** start DATA EXTRACT **

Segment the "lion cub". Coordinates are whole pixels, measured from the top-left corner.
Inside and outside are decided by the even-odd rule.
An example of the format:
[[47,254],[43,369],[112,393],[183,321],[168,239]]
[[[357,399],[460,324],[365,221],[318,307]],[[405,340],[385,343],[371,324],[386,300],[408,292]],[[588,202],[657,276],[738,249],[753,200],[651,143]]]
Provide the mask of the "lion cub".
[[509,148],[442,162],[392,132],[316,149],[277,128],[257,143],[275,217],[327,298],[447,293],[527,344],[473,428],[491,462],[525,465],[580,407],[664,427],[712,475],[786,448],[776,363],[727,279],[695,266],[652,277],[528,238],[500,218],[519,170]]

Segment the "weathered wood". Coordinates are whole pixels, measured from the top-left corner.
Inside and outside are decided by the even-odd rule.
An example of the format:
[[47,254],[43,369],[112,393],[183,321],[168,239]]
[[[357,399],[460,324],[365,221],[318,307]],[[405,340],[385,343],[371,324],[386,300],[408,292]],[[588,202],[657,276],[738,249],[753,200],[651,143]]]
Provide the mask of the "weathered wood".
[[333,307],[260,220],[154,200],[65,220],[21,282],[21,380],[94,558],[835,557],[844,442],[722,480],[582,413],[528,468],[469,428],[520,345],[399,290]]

** end DATA EXTRACT **
** start DATA EXTRACT **

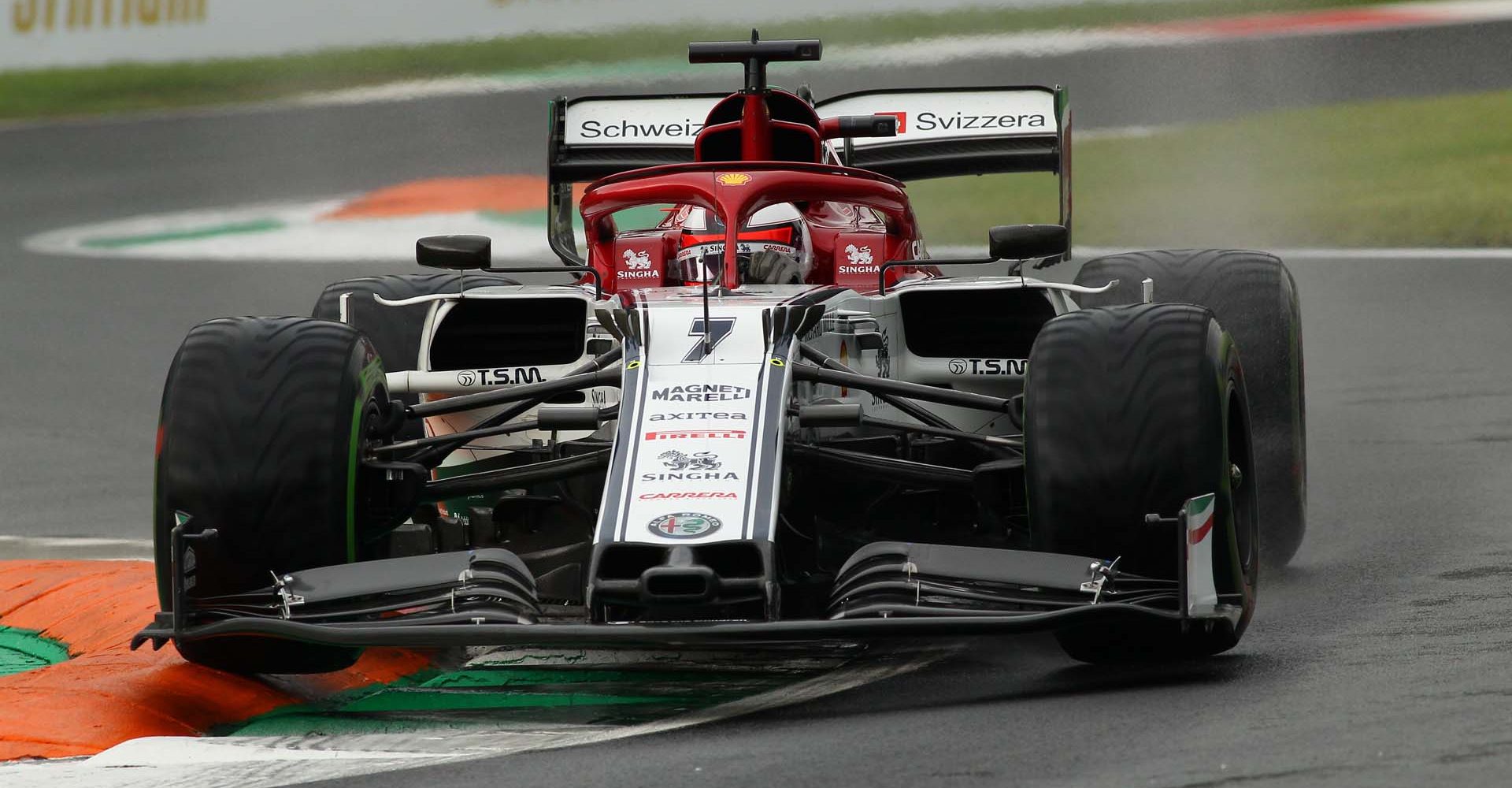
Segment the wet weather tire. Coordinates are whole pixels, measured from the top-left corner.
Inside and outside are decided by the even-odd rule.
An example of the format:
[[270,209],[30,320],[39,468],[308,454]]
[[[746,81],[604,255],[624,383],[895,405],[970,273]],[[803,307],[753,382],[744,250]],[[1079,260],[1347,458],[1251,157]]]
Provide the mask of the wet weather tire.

** end DATA EXTRACT **

STATED EXERCISE:
Duplicate the lines of the listing from the line with "Segment the wet" up to and including the line with "[[270,209],[30,320],[39,468],[308,454]]".

THE COMPLETED TASK:
Segment the wet weather tire. Coordinates are whole pixels, measured from the top-left corner.
Inside and outside are decided by the even-odd rule.
An example of the format:
[[270,209],[30,320],[39,468],[308,454]]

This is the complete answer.